Can you rewrite the listing with every "wooden plank" renamed to "timber board" and everything else left unchanged?

[Collection entries]

'''

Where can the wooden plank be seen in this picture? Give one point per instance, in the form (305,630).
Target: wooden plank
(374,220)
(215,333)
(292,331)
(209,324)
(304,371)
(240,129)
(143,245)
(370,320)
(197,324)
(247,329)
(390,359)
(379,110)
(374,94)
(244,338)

'''

■ Reply to the task
Where can the timber board be seen in this picture? Give one point per instance, in the form (305,630).
Target: timber board
(374,220)
(215,333)
(292,331)
(209,324)
(304,371)
(240,129)
(143,245)
(370,320)
(197,324)
(247,329)
(390,359)
(379,110)
(374,94)
(244,338)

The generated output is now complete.